Job: Copy the lines from the one holding "Point out the front" through the end of the records, inclusive, keeping the requests and their sample points unchanged. Scale every answer coordinate by 0.55 and round it to a whole number, with halves rounded up.

Data provided:
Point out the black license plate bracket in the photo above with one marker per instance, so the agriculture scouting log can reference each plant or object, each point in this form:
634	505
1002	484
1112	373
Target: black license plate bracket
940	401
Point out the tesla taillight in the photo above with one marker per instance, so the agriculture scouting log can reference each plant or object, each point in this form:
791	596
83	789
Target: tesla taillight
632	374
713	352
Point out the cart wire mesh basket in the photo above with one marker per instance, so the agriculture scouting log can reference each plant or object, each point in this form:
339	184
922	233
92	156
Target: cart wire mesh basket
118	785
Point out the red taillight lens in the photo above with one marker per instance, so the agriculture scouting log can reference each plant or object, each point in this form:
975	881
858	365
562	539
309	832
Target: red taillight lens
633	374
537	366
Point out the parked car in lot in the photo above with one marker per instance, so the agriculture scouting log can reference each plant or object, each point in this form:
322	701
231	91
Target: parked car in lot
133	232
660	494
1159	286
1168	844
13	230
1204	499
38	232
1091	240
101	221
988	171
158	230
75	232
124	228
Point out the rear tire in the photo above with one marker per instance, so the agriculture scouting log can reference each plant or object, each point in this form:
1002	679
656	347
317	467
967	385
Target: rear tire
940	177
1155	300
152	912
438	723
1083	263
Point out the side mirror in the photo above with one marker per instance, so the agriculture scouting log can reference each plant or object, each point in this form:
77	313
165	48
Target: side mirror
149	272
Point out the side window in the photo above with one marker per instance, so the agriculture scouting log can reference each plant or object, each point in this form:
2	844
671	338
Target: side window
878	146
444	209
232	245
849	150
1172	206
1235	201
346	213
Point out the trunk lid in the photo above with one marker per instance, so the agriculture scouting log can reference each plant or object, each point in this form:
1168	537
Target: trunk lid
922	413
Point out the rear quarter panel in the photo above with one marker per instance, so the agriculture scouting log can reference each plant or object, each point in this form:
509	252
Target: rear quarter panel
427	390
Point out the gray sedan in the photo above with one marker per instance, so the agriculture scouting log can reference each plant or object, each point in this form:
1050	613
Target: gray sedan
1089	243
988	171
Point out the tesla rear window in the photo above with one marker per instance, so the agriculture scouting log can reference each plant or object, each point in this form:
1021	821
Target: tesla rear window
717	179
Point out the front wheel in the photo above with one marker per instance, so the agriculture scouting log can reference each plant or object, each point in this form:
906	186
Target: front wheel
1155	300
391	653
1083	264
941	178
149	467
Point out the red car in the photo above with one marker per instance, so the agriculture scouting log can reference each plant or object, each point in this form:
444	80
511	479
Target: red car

Task answer:
Point out the front wheel in the photo above with one marker per instance, so the agriculture scouting log can reference each plant or object, each point in this form:
906	186
Target: front wheel
635	165
215	359
596	145
518	98
82	257
Point out the red car in the photo above with one marker per instance, so the agriculture scouting log can reference each plant or object, each point in this form:
444	80
511	479
Target: red car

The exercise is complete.